(Image point grounding data)
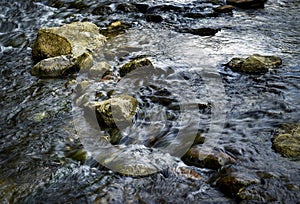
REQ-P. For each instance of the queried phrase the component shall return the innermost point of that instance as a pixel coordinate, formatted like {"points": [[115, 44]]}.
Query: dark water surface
{"points": [[37, 121]]}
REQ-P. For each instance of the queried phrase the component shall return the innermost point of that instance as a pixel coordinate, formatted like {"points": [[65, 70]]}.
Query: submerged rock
{"points": [[154, 18], [201, 158], [75, 38], [201, 31], [224, 9], [118, 110], [134, 64], [247, 4], [287, 141], [66, 48], [53, 67], [115, 28], [233, 183], [254, 64], [99, 70]]}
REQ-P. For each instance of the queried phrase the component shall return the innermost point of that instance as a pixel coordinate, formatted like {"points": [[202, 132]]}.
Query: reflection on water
{"points": [[37, 124]]}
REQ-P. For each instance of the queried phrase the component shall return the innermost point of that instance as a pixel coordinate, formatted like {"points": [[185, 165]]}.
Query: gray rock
{"points": [[117, 111], [134, 64], [201, 158], [286, 141], [99, 69], [247, 4], [76, 41], [254, 64], [53, 67]]}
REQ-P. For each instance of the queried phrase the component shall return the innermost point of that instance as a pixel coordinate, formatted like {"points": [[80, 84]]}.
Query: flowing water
{"points": [[39, 126]]}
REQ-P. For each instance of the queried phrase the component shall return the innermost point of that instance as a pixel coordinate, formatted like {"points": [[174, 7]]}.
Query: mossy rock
{"points": [[115, 29], [75, 38], [117, 111], [201, 158], [254, 64], [134, 64], [286, 141], [65, 49], [247, 4]]}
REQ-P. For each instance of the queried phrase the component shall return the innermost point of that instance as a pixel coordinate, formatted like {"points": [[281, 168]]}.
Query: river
{"points": [[39, 127]]}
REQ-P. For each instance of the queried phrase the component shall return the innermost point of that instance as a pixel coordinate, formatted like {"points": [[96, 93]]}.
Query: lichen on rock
{"points": [[134, 64], [286, 141], [76, 41], [254, 64]]}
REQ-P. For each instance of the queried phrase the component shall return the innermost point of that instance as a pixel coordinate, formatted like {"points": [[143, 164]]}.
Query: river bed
{"points": [[38, 123]]}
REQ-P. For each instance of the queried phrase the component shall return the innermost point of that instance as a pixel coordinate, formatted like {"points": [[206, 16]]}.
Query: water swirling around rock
{"points": [[40, 152]]}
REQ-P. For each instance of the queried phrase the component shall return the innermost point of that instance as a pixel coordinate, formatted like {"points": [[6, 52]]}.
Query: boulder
{"points": [[115, 28], [154, 18], [53, 67], [254, 64], [134, 64], [118, 110], [224, 9], [65, 48], [99, 70], [286, 141], [213, 160], [232, 183], [248, 4], [201, 31], [75, 38]]}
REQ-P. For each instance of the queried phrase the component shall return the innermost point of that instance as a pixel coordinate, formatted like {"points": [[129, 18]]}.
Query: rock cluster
{"points": [[254, 64], [66, 48]]}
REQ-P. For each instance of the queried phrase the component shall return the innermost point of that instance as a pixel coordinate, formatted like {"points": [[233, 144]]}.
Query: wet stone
{"points": [[126, 7], [224, 9], [247, 4], [118, 110], [201, 31], [233, 183], [99, 70], [115, 28], [254, 64], [154, 18], [286, 141], [134, 64], [193, 15], [104, 9], [201, 158]]}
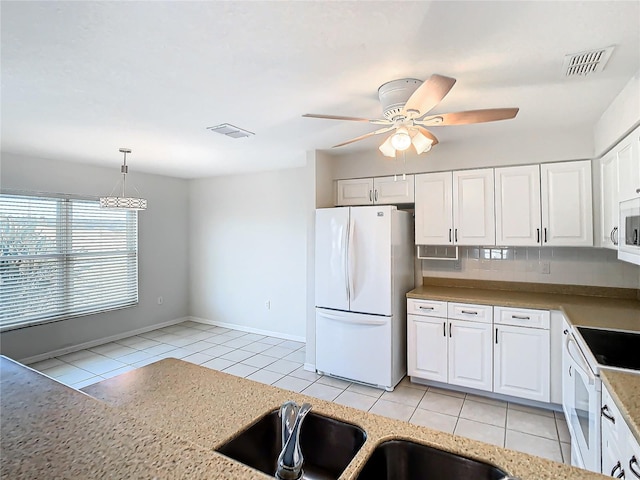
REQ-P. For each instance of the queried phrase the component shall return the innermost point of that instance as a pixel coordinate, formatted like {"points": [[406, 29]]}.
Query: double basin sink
{"points": [[328, 446]]}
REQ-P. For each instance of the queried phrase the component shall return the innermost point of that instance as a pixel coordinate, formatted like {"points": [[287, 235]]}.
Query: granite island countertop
{"points": [[579, 310], [208, 408]]}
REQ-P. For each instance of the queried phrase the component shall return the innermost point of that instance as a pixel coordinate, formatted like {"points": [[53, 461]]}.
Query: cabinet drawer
{"points": [[468, 311], [522, 317], [427, 308]]}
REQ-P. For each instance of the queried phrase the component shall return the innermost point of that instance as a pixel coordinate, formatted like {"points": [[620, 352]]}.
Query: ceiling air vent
{"points": [[585, 63], [230, 131]]}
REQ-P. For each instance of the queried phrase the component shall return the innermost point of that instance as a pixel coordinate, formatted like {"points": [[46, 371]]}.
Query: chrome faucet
{"points": [[290, 459]]}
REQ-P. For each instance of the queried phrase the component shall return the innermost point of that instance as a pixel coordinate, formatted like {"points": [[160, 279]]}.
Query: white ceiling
{"points": [[81, 79]]}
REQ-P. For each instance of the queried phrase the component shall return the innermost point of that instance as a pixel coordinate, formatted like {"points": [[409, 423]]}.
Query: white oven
{"points": [[629, 234], [581, 400]]}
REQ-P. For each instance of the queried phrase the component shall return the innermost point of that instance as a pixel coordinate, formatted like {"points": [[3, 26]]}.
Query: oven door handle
{"points": [[581, 362]]}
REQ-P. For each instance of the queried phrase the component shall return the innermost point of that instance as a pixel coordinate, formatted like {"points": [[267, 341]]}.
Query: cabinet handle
{"points": [[615, 469], [633, 463], [606, 413]]}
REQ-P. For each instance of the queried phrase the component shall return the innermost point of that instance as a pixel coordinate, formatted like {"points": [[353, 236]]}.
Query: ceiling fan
{"points": [[406, 103]]}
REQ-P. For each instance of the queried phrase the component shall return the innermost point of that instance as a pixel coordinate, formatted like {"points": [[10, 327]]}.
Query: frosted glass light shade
{"points": [[401, 139]]}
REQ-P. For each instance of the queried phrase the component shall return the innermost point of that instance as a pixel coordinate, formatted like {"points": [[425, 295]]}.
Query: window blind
{"points": [[64, 257]]}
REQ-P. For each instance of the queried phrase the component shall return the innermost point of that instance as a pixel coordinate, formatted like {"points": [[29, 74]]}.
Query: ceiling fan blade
{"points": [[377, 121], [366, 135], [428, 134], [429, 94], [471, 116]]}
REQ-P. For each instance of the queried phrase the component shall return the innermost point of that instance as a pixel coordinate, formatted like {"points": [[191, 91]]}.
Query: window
{"points": [[64, 257]]}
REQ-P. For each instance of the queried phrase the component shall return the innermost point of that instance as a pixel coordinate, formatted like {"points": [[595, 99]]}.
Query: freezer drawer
{"points": [[355, 346]]}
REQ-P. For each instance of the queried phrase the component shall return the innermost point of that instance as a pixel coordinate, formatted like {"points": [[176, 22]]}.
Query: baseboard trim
{"points": [[244, 328], [100, 341]]}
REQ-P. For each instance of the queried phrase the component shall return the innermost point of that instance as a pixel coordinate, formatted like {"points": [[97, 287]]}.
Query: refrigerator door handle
{"points": [[345, 254], [359, 321], [351, 260]]}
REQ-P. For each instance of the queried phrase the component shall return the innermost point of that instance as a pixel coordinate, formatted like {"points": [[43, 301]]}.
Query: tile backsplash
{"points": [[574, 266]]}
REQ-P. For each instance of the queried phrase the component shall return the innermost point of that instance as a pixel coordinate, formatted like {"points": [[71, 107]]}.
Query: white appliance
{"points": [[629, 237], [581, 401], [364, 268]]}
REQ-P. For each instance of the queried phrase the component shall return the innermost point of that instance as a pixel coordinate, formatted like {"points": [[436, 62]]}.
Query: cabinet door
{"points": [[567, 218], [629, 166], [433, 211], [357, 191], [473, 207], [470, 354], [517, 193], [427, 348], [609, 201], [393, 190], [521, 362]]}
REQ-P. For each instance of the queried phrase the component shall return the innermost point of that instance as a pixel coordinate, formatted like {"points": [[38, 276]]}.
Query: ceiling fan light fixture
{"points": [[401, 140], [387, 149], [421, 143]]}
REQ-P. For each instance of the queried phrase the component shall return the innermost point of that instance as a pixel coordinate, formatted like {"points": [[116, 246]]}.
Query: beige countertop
{"points": [[51, 431], [208, 407], [580, 310]]}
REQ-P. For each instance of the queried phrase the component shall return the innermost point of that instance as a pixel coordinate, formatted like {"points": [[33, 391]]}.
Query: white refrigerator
{"points": [[364, 268]]}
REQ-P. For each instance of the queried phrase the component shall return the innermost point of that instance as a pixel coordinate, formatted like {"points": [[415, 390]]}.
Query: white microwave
{"points": [[629, 233]]}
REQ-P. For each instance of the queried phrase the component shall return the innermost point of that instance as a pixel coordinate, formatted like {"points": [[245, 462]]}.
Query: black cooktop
{"points": [[613, 348]]}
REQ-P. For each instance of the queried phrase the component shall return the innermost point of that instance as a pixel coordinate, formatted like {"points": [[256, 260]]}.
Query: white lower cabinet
{"points": [[448, 350], [470, 354], [522, 354], [427, 347], [620, 450], [496, 349]]}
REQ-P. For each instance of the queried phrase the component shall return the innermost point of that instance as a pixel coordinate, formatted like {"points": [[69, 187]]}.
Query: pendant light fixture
{"points": [[128, 203]]}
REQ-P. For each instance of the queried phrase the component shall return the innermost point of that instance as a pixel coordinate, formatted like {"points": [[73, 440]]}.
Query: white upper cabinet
{"points": [[434, 209], [609, 210], [455, 208], [390, 190], [629, 166], [567, 218], [517, 192], [473, 207], [393, 190], [357, 191]]}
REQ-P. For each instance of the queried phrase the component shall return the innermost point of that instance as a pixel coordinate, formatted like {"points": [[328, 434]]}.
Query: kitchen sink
{"points": [[613, 348], [328, 445], [403, 459]]}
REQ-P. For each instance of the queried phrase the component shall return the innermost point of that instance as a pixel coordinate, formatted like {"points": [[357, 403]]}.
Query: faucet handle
{"points": [[288, 414]]}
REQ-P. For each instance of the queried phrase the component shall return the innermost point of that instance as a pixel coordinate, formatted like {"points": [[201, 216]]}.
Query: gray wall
{"points": [[162, 243], [248, 246]]}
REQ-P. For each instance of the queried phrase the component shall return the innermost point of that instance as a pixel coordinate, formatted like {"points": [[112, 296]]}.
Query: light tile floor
{"points": [[279, 362]]}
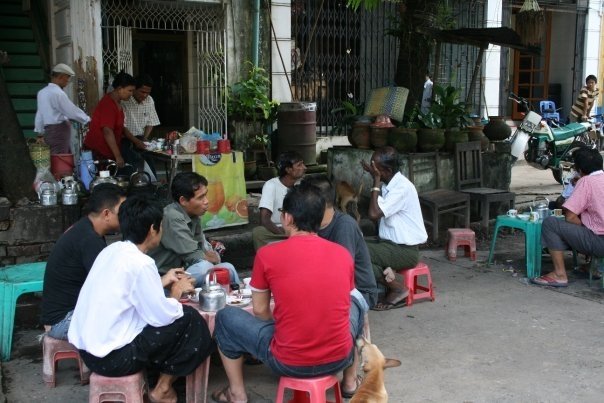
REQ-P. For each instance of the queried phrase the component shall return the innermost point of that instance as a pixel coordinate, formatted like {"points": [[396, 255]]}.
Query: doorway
{"points": [[163, 57]]}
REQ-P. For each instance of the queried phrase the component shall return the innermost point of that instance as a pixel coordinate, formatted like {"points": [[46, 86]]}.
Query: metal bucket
{"points": [[297, 123]]}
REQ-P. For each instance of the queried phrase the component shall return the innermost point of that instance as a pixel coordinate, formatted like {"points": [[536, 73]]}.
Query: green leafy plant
{"points": [[411, 118], [430, 120], [248, 100], [451, 110], [263, 141], [347, 114]]}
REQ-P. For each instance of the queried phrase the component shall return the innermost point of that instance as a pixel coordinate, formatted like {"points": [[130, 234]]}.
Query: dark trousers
{"points": [[176, 349]]}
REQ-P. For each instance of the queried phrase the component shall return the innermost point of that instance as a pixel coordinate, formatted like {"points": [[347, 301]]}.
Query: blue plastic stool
{"points": [[14, 281], [532, 244]]}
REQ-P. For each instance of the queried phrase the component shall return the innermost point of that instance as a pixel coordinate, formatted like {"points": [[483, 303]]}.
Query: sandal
{"points": [[224, 396], [348, 394], [386, 306]]}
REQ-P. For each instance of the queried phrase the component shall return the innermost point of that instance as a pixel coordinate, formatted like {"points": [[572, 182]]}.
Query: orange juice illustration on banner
{"points": [[216, 200], [227, 195]]}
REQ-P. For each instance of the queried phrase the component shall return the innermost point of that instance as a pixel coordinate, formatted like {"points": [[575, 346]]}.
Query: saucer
{"points": [[238, 302]]}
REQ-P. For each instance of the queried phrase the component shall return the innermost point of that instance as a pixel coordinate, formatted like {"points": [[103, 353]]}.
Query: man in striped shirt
{"points": [[585, 101]]}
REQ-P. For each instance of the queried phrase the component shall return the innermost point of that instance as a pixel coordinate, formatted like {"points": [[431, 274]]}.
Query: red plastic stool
{"points": [[312, 390], [461, 237], [54, 350], [411, 276], [127, 389]]}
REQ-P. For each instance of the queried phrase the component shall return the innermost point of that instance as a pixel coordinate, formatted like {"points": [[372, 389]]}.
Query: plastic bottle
{"points": [[104, 177]]}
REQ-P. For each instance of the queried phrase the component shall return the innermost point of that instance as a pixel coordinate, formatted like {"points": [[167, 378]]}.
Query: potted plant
{"points": [[249, 107], [267, 171], [404, 137], [350, 121], [454, 114], [431, 136]]}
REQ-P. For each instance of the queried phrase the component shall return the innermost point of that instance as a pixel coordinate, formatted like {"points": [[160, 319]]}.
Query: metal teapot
{"points": [[212, 297], [140, 179], [70, 196], [48, 194], [542, 208]]}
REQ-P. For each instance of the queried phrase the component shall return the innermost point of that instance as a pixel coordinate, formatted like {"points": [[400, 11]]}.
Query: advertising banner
{"points": [[226, 189]]}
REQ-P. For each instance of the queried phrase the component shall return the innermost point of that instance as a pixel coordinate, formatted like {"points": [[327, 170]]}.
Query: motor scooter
{"points": [[546, 147]]}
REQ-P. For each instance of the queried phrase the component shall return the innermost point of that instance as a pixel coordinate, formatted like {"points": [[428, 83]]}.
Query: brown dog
{"points": [[372, 389], [347, 199]]}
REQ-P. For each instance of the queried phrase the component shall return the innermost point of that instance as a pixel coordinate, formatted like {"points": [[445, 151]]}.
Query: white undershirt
{"points": [[121, 295], [54, 107]]}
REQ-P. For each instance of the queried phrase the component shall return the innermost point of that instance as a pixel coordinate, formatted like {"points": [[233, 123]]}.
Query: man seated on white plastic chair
{"points": [[583, 228]]}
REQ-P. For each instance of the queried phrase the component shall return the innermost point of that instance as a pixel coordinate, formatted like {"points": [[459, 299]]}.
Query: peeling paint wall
{"points": [[344, 164]]}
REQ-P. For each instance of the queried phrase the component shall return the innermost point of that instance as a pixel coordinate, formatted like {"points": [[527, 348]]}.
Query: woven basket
{"points": [[40, 154]]}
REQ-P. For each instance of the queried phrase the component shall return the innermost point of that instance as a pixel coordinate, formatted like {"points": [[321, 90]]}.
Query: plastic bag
{"points": [[188, 144]]}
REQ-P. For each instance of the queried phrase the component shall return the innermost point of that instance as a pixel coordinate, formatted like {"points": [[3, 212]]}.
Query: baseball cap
{"points": [[63, 69]]}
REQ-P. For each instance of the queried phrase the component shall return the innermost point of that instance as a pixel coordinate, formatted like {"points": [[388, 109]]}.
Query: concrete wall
{"points": [[27, 234], [344, 164]]}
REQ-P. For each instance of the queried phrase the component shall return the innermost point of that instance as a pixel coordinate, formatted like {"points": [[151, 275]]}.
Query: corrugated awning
{"points": [[482, 37]]}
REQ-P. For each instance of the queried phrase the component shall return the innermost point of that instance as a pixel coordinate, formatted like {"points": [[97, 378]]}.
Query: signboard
{"points": [[226, 189]]}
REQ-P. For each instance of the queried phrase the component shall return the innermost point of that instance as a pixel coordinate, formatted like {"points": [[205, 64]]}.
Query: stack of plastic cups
{"points": [[86, 168]]}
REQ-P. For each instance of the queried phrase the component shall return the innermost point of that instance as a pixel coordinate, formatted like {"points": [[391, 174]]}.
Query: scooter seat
{"points": [[571, 130]]}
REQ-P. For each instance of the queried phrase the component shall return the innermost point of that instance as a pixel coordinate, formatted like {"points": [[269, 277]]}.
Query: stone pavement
{"points": [[488, 337]]}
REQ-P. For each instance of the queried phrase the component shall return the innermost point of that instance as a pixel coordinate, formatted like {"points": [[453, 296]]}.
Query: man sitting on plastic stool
{"points": [[183, 243]]}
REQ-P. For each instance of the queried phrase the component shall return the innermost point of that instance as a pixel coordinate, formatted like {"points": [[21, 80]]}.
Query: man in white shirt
{"points": [[55, 111], [123, 322], [291, 169], [140, 119], [395, 203]]}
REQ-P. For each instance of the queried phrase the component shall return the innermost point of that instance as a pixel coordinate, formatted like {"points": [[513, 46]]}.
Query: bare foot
{"points": [[388, 274], [160, 396]]}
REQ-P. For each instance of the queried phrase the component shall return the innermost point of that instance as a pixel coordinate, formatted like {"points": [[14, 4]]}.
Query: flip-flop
{"points": [[224, 396], [386, 306], [348, 394], [548, 281]]}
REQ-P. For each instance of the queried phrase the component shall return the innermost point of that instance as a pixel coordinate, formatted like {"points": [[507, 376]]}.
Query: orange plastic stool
{"points": [[127, 389], [461, 237], [309, 390], [411, 276], [54, 350]]}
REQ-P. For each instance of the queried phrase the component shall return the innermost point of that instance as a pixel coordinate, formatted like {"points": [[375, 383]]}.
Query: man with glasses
{"points": [[315, 320], [141, 118], [55, 110], [291, 169], [394, 204], [73, 255], [183, 243]]}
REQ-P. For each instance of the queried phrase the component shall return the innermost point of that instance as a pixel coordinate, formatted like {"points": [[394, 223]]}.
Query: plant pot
{"points": [[379, 136], [497, 129], [430, 139], [475, 133], [359, 135], [454, 136], [404, 140], [266, 173], [249, 169]]}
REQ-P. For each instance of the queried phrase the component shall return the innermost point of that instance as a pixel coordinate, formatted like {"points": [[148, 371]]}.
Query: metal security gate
{"points": [[338, 54], [207, 83]]}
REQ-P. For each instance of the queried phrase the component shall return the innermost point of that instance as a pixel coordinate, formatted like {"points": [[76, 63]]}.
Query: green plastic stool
{"points": [[532, 244], [15, 281]]}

### What needs to be done
Print only these lines, exactly: the one containing "Query: man with glasses" and all after it to the end of the entries.

### Solution
Query: man with glasses
{"points": [[315, 320], [141, 118], [55, 110], [291, 169], [394, 204], [73, 255], [183, 243]]}
REQ-P. For each instance of the queried phrase the component shall return the innermost point of that instance as a pixel coordinate, formatted like {"points": [[394, 223]]}.
Query: plant pot
{"points": [[379, 136], [497, 129], [430, 139], [475, 133], [359, 135], [454, 136], [404, 140], [266, 173], [249, 169]]}
REQ-P. For each instance of the queried phrase the component shall return the innermost point of that instance as a pixel coordinate, formatted like {"points": [[148, 371]]}.
Query: metal security gate
{"points": [[338, 54], [207, 83]]}
REQ-P. For each instance of the queried phrase the component shall return the innermost point of that instance as a pixel coordinate, formatted like {"points": [[76, 63]]}.
Query: green plastic stool
{"points": [[532, 244], [15, 281]]}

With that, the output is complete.